==== Available data

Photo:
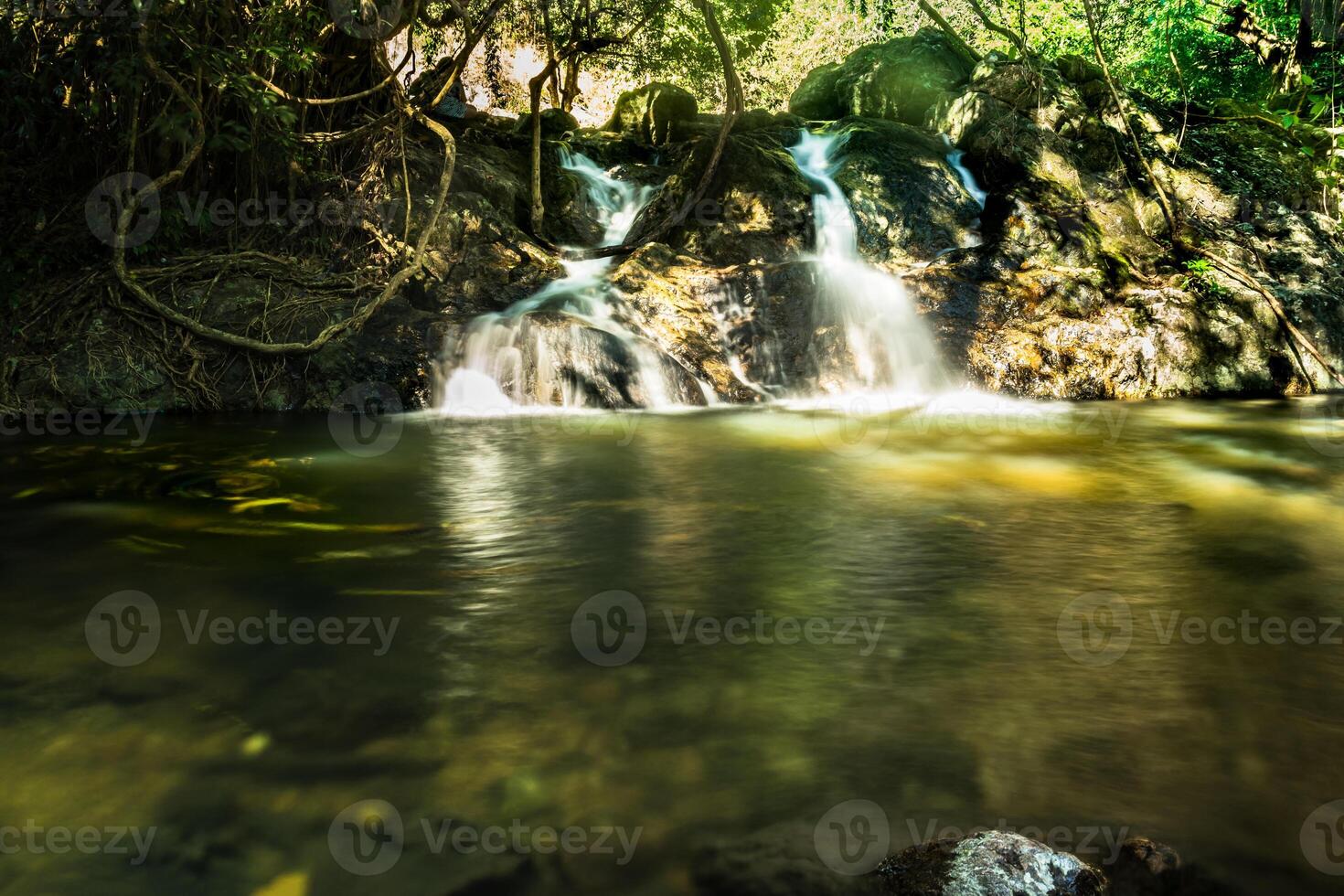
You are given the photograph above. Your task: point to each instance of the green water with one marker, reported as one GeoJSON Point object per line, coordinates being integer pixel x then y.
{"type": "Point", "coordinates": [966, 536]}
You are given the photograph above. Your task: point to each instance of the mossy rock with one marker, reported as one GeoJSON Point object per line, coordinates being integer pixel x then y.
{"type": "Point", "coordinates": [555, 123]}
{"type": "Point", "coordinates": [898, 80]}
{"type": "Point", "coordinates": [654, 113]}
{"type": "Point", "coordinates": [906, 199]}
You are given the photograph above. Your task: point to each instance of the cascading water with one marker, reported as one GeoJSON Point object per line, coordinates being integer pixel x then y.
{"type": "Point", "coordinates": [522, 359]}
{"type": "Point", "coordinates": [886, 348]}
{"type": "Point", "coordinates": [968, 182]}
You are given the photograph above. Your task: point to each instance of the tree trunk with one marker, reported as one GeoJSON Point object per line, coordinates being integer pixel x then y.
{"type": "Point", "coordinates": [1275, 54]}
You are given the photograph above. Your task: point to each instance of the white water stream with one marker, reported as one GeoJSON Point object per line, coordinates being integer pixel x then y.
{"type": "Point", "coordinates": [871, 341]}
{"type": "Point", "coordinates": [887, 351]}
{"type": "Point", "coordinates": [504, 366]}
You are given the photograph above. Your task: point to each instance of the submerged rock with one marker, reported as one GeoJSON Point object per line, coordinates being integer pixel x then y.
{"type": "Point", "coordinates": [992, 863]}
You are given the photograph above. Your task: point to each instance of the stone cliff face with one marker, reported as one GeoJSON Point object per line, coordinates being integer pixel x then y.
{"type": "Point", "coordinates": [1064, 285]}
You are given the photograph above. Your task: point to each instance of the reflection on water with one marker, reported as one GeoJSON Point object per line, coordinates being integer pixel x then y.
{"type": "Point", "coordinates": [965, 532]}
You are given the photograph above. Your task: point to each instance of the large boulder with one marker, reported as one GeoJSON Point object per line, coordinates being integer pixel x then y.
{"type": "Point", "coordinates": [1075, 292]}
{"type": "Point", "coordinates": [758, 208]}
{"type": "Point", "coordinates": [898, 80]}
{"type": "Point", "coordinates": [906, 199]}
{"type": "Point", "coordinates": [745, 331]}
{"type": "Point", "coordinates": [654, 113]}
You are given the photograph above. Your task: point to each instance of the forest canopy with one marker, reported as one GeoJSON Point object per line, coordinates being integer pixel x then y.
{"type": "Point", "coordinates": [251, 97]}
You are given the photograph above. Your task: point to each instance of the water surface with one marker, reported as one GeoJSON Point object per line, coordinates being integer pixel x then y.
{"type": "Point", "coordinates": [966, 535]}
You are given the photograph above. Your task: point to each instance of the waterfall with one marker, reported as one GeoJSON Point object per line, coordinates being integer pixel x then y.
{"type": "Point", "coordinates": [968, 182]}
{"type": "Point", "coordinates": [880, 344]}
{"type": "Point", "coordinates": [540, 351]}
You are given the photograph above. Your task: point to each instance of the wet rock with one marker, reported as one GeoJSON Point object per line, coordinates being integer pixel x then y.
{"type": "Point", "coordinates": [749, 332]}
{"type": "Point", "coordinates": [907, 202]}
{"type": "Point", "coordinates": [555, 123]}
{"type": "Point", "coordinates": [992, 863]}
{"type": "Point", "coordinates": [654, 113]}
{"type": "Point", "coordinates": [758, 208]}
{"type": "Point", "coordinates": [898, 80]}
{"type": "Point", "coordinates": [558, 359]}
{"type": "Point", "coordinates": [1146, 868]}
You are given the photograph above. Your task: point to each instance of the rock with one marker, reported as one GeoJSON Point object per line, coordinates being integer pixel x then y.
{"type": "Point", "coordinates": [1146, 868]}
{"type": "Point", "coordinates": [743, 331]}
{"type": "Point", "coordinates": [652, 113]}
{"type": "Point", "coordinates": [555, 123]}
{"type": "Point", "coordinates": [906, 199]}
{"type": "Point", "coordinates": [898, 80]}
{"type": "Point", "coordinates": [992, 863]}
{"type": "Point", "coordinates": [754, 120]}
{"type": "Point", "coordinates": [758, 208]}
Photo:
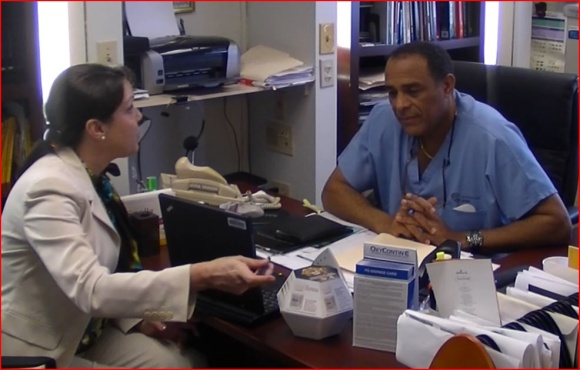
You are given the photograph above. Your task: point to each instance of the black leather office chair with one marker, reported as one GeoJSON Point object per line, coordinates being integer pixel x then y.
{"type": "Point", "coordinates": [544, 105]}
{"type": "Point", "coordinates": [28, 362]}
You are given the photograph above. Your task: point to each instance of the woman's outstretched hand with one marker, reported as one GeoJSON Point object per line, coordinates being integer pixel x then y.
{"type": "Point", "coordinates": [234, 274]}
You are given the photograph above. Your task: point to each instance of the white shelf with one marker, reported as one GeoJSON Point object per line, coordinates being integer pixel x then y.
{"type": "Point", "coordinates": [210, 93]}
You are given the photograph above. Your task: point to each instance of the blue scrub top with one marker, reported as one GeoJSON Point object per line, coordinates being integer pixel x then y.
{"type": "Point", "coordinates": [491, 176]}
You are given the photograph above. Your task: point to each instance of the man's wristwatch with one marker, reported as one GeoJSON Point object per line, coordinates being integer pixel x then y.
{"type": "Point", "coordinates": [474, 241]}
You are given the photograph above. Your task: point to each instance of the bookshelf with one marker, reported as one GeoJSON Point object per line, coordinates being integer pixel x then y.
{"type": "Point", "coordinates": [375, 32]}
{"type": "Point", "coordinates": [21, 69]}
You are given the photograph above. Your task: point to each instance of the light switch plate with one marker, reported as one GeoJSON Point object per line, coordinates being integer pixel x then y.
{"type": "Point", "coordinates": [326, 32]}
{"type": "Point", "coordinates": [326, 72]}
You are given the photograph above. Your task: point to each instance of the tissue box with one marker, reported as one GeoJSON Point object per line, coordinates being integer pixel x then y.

========

— Objective —
Pictures don't belong in the copy. Restate all the entries exactly.

— The reply —
Photo:
You are given the photograph above. Your task: point to each instance of the green water with one marker, reported as one GeoJSON Point object per line, coordinates being integer pixel x then y.
{"type": "Point", "coordinates": [966, 536]}
You are given the photograph above. Your task: point to each instance of the mossy rock with one marker, reported as one GeoJSON Point object per line, coordinates being integer pixel x then y.
{"type": "Point", "coordinates": [555, 123]}
{"type": "Point", "coordinates": [898, 80]}
{"type": "Point", "coordinates": [654, 113]}
{"type": "Point", "coordinates": [906, 199]}
You are given the photograph above. Your task: point to each instance of the cascading water with one marker, reported as one GeoJSON Point object per line, coordinates being integer pixel x then y.
{"type": "Point", "coordinates": [522, 359]}
{"type": "Point", "coordinates": [886, 348]}
{"type": "Point", "coordinates": [968, 182]}
You are given the photograph above. Your task: point to each instance of the tree trunk with one marker, reported as one GeoJSON Point object per line, coordinates being integer pixel x then y.
{"type": "Point", "coordinates": [1275, 54]}
You are given the photograph above. Your task: point to each instance of the white water stream with one marker, reported as one GeoJSON Point object per line, coordinates being integer pixel x then y.
{"type": "Point", "coordinates": [871, 341]}
{"type": "Point", "coordinates": [887, 351]}
{"type": "Point", "coordinates": [504, 366]}
You are given the photograph above. Your task: point to each instance of the submerged rock with one marker, reported as one GeoJSON Point object per line, coordinates being integer pixel x then y.
{"type": "Point", "coordinates": [992, 863]}
You are given the photograph above. Your task: point to each instance of the stone cliff face with one marker, reported as one GeoJSON Point object per line, coordinates being integer pixel x then y.
{"type": "Point", "coordinates": [1064, 285]}
You are given the photograph above. Your task: point to each instance of the reflection on water with one marker, reported as one GeoJSON Point object per line, coordinates being integer pixel x then y.
{"type": "Point", "coordinates": [965, 532]}
You are given the photograph above. Your task: point to each instance of the large boulder with one marker, reported as one GeoJSON Point object per line, coordinates being integer pixel x then y.
{"type": "Point", "coordinates": [1075, 292]}
{"type": "Point", "coordinates": [758, 208]}
{"type": "Point", "coordinates": [898, 80]}
{"type": "Point", "coordinates": [906, 199]}
{"type": "Point", "coordinates": [745, 331]}
{"type": "Point", "coordinates": [654, 113]}
You are given the photograph above. Your task: point to each instance of the forest canopy with one marker, reported as one GeoJSON Point object per line, coordinates being integer pixel x then y.
{"type": "Point", "coordinates": [251, 97]}
You are given the photograph above. Your task: point to each instance of the water surface with one marker, reported as one GeoJSON Point object per line, coordinates being integer pixel x then y.
{"type": "Point", "coordinates": [966, 535]}
You are given the photograph above. Your task: point to each instance of the waterfall with one marker, reported as one GeoJSON Point object per line, coordinates being integer pixel x then y.
{"type": "Point", "coordinates": [968, 182]}
{"type": "Point", "coordinates": [880, 344]}
{"type": "Point", "coordinates": [540, 351]}
You are given the photograph above. Your task: point to each instance of the wet rock with one marker, reported as one GeoJSON Point object per line, coordinates being integer pixel x then y.
{"type": "Point", "coordinates": [749, 332]}
{"type": "Point", "coordinates": [907, 202]}
{"type": "Point", "coordinates": [555, 123]}
{"type": "Point", "coordinates": [992, 863]}
{"type": "Point", "coordinates": [654, 113]}
{"type": "Point", "coordinates": [758, 208]}
{"type": "Point", "coordinates": [898, 80]}
{"type": "Point", "coordinates": [558, 359]}
{"type": "Point", "coordinates": [1146, 868]}
You are given the photograph above. Your task: point to each instance of the rock with one marker, reported as one GeoJSON Point object per line, coordinates being integer pixel x then y.
{"type": "Point", "coordinates": [1146, 868]}
{"type": "Point", "coordinates": [743, 331]}
{"type": "Point", "coordinates": [652, 113]}
{"type": "Point", "coordinates": [555, 123]}
{"type": "Point", "coordinates": [906, 199]}
{"type": "Point", "coordinates": [898, 80]}
{"type": "Point", "coordinates": [992, 863]}
{"type": "Point", "coordinates": [754, 120]}
{"type": "Point", "coordinates": [758, 208]}
Photo:
You are given the photograph above. Your task: point to each instance of the black leather office chair with one marker, reported as one GeoJSON Point object per line, coordinates being integer pixel x then y.
{"type": "Point", "coordinates": [544, 105]}
{"type": "Point", "coordinates": [28, 362]}
You are given the photograph above. Your task: point to each instance of the woman's outstretched hand with one marker, reported as one GeoJSON Point object per line, coordinates being integer pixel x then y.
{"type": "Point", "coordinates": [234, 274]}
You are given the photograph above. Your task: point to each instance of the white shelf with one marker, reported as one GeoJSON Point object per line, coordinates being integer pixel x then y.
{"type": "Point", "coordinates": [210, 93]}
You are given the photograph above. Your task: point to each instance of the blue scrub top with one marker, reported as one GeoJSON Point object per line, coordinates being integer pixel x then y.
{"type": "Point", "coordinates": [491, 176]}
You are given the photograph above. Your task: point to each instance of the man's wristwatch with one marker, reported as one GeoJSON Point object per line, coordinates being integer pixel x then y.
{"type": "Point", "coordinates": [474, 241]}
You are given the photograph above. Your task: point to each instance of the bookshelf with one marker, reported as one GeoJSON Point object per line, coordinates being integer pixel x then y.
{"type": "Point", "coordinates": [375, 32]}
{"type": "Point", "coordinates": [21, 69]}
You are given the photograph above. Your task: point to each instance of the light switch plate with one marker, reported as one GeoJSON Point object per line, coordinates being integer pixel x then y.
{"type": "Point", "coordinates": [326, 32]}
{"type": "Point", "coordinates": [326, 72]}
You are given the photograph above. Your task: point to each instance of the tissue box with one marker, reported as one GeoJSON Point object per line, coordinates being integer pixel x then y.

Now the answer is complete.